What you should do
Report every line in the rows below that contains the word "hair", copying each such line in full.

Recorded information
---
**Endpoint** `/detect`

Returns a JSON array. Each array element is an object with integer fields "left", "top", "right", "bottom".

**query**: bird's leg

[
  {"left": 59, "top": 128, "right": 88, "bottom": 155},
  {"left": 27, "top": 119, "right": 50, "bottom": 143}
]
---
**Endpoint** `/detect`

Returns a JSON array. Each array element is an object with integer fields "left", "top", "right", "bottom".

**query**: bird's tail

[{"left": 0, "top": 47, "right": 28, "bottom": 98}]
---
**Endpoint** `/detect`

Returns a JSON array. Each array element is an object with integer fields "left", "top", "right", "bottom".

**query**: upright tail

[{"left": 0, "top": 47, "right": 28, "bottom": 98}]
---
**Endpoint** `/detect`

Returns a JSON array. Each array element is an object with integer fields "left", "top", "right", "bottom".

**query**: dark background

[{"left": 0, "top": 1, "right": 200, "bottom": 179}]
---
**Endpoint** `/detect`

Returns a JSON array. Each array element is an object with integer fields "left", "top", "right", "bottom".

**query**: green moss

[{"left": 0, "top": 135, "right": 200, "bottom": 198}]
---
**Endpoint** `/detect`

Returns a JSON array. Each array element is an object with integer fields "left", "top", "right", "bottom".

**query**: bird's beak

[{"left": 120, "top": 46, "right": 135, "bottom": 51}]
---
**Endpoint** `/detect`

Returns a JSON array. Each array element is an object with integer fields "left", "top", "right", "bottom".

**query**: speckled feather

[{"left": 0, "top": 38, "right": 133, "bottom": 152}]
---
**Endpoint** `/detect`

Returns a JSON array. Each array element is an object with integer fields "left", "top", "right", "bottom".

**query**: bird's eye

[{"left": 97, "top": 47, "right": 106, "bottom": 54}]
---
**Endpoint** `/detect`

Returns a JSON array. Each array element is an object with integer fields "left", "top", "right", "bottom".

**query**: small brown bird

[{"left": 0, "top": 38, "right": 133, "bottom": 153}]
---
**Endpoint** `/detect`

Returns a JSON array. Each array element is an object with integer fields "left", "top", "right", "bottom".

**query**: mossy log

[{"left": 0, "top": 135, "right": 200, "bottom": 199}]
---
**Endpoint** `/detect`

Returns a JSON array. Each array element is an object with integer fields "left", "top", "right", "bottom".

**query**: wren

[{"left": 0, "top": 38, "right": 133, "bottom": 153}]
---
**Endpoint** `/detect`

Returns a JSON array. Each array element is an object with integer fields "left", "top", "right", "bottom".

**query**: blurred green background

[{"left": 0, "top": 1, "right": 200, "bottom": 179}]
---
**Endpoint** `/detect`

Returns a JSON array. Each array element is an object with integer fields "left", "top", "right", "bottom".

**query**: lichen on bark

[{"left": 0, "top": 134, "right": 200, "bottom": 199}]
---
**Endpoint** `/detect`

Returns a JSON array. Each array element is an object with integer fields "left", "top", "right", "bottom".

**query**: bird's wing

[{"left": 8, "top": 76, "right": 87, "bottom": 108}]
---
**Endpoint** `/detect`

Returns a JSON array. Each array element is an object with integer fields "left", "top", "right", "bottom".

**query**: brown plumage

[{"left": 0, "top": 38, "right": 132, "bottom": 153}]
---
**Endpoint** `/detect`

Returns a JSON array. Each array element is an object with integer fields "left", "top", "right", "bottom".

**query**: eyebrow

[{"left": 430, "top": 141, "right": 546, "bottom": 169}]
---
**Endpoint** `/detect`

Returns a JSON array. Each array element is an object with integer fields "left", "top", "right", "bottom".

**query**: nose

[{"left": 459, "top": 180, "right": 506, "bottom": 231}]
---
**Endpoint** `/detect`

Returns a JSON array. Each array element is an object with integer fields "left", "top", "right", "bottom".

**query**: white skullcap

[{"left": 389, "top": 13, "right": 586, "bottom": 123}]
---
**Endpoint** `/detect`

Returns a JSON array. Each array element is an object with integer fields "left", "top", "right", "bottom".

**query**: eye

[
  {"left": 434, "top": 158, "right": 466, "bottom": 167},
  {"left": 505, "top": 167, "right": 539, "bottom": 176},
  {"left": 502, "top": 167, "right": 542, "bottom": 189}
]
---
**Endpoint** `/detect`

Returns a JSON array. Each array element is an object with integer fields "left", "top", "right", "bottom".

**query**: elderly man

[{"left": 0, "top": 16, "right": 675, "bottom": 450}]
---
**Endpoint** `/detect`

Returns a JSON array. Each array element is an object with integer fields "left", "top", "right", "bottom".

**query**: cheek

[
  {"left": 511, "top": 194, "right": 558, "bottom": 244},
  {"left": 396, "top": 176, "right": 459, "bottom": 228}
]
...
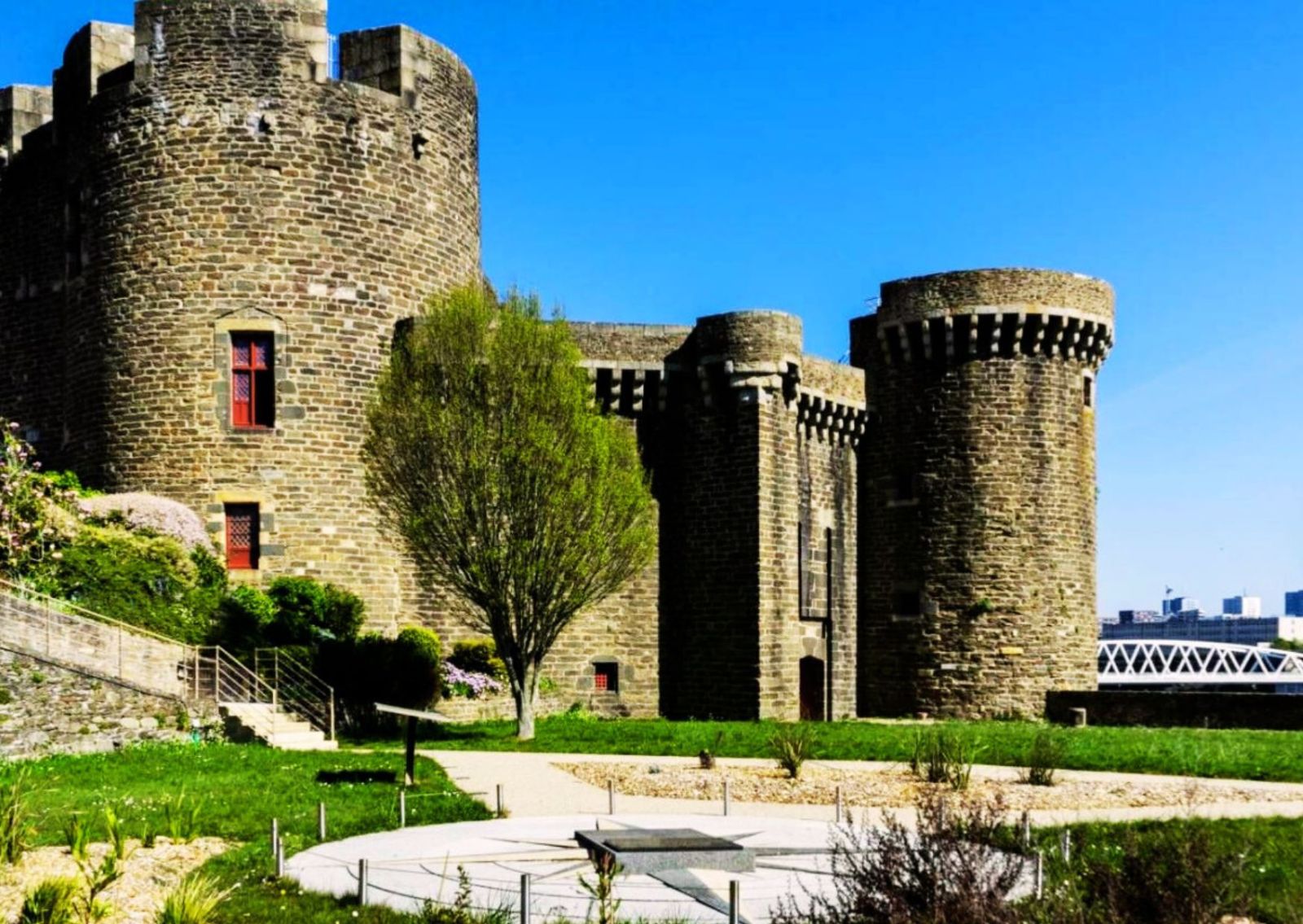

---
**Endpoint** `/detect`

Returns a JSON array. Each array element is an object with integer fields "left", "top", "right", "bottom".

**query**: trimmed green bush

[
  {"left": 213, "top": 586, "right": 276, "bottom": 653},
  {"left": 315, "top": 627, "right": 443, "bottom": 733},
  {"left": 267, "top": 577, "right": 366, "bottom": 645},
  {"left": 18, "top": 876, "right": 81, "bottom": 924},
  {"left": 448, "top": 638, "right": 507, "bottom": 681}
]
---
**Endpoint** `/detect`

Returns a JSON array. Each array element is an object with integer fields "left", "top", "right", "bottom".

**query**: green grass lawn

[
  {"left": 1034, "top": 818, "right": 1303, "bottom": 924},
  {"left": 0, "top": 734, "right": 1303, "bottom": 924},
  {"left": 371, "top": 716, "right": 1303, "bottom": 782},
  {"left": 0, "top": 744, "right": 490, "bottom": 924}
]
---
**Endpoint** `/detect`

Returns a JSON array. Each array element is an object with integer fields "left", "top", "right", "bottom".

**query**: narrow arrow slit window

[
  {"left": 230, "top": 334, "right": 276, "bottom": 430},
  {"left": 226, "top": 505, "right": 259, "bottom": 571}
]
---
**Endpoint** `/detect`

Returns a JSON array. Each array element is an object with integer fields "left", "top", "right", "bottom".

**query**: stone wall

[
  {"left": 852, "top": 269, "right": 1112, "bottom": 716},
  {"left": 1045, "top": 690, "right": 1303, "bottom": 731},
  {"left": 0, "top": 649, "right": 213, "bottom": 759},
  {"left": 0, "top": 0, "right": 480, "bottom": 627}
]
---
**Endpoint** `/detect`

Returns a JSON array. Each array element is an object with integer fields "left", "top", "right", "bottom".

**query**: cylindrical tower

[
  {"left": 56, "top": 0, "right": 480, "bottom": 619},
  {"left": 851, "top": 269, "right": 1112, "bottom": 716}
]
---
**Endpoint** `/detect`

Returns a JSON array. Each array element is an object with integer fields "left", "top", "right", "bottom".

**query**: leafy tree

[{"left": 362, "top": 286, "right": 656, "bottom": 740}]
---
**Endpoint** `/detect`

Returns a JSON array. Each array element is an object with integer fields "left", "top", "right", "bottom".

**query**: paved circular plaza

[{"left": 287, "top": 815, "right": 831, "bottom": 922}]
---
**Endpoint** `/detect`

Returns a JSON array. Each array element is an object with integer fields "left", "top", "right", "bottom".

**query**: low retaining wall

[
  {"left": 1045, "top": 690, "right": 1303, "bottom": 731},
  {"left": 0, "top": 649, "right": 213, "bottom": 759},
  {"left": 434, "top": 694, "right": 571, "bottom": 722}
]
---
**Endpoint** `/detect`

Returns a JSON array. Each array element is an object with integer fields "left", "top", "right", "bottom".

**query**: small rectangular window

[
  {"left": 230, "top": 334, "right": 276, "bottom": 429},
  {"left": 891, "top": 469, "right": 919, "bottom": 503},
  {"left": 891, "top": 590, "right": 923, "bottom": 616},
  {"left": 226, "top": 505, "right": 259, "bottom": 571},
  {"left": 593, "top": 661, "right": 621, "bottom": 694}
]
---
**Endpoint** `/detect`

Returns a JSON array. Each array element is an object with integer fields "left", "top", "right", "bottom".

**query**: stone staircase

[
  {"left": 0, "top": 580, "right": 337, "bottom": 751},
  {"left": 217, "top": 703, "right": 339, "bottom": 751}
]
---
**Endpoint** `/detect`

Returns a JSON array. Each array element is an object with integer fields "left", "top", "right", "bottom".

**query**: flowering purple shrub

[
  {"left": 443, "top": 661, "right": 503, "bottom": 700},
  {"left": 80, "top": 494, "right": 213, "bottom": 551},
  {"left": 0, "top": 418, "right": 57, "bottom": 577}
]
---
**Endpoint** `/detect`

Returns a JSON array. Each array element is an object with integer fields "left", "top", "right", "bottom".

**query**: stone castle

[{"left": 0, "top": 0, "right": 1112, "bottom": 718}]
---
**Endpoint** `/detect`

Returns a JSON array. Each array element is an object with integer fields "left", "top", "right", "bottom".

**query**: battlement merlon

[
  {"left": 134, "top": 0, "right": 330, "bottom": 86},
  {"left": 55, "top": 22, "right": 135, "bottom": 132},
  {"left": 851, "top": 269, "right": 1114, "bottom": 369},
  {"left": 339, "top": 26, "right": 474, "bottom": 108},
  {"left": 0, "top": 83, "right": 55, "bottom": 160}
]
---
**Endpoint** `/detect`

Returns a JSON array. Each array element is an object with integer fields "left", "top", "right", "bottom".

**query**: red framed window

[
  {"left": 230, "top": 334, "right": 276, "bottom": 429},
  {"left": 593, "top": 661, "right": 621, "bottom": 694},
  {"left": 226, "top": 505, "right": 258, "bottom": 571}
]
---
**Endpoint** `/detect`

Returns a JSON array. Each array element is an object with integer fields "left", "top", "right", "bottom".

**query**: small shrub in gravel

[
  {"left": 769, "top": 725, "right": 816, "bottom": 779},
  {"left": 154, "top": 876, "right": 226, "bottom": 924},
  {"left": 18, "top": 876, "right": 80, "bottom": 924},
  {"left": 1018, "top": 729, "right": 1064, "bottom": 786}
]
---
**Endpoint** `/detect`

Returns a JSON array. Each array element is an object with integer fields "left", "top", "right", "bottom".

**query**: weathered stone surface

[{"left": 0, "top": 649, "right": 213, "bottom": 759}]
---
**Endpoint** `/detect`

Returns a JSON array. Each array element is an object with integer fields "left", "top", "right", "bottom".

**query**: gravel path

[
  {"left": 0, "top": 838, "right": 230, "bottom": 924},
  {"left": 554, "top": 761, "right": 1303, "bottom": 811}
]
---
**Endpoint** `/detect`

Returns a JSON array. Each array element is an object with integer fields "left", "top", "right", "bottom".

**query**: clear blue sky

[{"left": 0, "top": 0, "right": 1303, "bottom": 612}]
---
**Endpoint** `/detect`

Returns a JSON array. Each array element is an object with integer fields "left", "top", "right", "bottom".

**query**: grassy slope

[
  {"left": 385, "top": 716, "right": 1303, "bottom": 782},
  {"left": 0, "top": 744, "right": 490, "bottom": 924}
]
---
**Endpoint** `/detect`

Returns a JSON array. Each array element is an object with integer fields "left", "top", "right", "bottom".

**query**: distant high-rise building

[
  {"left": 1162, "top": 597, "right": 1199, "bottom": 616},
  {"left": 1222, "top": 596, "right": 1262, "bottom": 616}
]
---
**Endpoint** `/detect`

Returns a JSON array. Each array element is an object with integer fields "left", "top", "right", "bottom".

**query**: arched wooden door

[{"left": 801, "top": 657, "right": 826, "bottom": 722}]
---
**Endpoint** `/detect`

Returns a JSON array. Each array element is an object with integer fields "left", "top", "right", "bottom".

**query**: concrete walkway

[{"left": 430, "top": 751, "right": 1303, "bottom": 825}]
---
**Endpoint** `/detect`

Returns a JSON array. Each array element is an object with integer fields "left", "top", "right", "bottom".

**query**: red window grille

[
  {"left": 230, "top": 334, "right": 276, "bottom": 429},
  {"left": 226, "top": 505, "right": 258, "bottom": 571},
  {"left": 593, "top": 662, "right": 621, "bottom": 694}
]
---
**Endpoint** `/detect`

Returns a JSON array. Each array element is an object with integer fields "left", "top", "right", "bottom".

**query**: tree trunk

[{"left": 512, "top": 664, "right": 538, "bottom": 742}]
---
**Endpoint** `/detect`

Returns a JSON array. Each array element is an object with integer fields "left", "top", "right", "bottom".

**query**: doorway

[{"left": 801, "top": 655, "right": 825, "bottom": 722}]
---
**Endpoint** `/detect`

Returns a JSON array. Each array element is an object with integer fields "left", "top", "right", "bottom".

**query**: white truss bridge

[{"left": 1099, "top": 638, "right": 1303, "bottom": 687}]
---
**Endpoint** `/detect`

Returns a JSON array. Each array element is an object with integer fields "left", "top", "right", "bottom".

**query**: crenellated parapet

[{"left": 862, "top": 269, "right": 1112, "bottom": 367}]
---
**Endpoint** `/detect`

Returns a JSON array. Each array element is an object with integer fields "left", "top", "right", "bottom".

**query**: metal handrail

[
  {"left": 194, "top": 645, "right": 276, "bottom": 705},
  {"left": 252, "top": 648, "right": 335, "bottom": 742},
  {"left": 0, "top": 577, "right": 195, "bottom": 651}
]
--
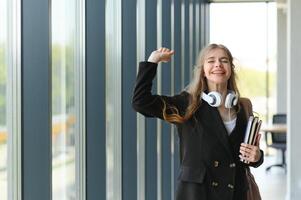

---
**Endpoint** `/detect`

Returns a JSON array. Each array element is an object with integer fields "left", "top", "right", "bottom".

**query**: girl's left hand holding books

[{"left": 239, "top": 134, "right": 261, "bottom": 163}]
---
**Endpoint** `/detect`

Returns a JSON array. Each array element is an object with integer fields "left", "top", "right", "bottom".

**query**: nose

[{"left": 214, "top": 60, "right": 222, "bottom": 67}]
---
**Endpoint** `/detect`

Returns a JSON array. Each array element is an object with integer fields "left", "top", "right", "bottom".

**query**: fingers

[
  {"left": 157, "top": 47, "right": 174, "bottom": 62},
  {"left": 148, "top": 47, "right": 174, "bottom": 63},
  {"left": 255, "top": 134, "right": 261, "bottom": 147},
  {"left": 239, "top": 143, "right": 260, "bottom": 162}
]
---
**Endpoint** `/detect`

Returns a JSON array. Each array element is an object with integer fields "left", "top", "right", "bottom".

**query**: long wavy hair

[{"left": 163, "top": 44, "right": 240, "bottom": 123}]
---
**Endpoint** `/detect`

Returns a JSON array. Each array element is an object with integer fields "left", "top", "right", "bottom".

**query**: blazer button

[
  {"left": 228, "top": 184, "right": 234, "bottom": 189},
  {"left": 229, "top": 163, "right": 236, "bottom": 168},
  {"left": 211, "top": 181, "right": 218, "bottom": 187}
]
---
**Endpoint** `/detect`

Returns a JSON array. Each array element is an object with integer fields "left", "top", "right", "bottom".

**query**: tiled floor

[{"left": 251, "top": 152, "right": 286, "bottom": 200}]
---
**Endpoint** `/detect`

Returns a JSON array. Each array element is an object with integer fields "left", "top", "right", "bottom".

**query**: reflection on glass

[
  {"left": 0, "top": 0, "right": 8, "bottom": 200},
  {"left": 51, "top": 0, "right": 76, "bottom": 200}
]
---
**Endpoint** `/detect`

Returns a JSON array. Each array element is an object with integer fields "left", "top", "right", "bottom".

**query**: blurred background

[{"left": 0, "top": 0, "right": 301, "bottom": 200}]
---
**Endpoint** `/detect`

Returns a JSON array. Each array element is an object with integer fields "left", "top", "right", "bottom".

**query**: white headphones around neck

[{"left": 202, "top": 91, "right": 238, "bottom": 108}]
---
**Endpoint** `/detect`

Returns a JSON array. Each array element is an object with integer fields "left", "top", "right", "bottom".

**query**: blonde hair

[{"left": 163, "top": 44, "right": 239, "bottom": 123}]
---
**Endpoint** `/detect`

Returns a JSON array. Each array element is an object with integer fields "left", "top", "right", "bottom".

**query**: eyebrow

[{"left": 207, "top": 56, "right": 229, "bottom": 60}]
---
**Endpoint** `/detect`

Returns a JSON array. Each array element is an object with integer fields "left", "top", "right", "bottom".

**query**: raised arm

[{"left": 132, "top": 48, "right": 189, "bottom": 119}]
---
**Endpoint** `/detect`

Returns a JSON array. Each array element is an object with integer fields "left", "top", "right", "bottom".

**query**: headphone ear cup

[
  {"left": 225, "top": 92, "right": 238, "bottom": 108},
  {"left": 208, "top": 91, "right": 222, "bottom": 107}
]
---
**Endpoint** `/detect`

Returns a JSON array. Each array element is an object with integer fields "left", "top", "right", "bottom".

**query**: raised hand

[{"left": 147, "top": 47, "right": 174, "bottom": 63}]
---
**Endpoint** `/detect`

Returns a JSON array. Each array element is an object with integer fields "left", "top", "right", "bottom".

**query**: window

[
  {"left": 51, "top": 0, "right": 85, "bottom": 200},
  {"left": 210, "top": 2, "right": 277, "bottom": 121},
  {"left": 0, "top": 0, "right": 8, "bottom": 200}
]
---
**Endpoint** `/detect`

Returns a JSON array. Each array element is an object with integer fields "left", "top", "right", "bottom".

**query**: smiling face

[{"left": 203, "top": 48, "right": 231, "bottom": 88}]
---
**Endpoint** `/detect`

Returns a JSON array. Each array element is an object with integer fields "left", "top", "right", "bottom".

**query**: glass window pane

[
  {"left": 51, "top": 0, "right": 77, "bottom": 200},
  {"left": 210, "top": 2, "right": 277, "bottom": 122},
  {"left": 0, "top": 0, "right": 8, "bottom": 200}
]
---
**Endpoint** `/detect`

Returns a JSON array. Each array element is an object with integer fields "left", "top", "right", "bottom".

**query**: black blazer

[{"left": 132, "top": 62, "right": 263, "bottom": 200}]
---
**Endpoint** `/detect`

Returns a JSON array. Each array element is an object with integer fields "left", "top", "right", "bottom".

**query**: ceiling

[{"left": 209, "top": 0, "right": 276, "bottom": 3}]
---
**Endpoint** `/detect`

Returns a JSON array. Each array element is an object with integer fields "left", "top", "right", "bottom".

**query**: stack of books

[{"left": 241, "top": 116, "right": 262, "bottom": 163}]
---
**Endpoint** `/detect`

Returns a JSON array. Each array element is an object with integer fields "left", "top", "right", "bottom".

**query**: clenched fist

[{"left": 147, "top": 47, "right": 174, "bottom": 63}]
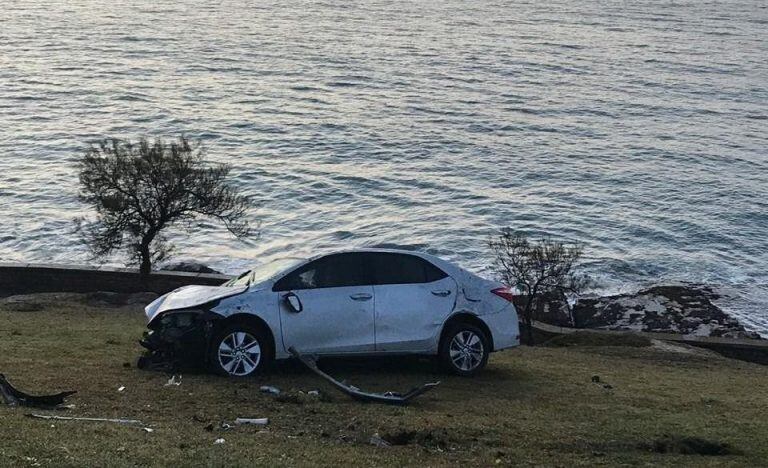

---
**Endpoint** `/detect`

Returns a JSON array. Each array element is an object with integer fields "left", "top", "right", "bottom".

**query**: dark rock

Answer below
**query**: long wavy hair
**query**: blonde hair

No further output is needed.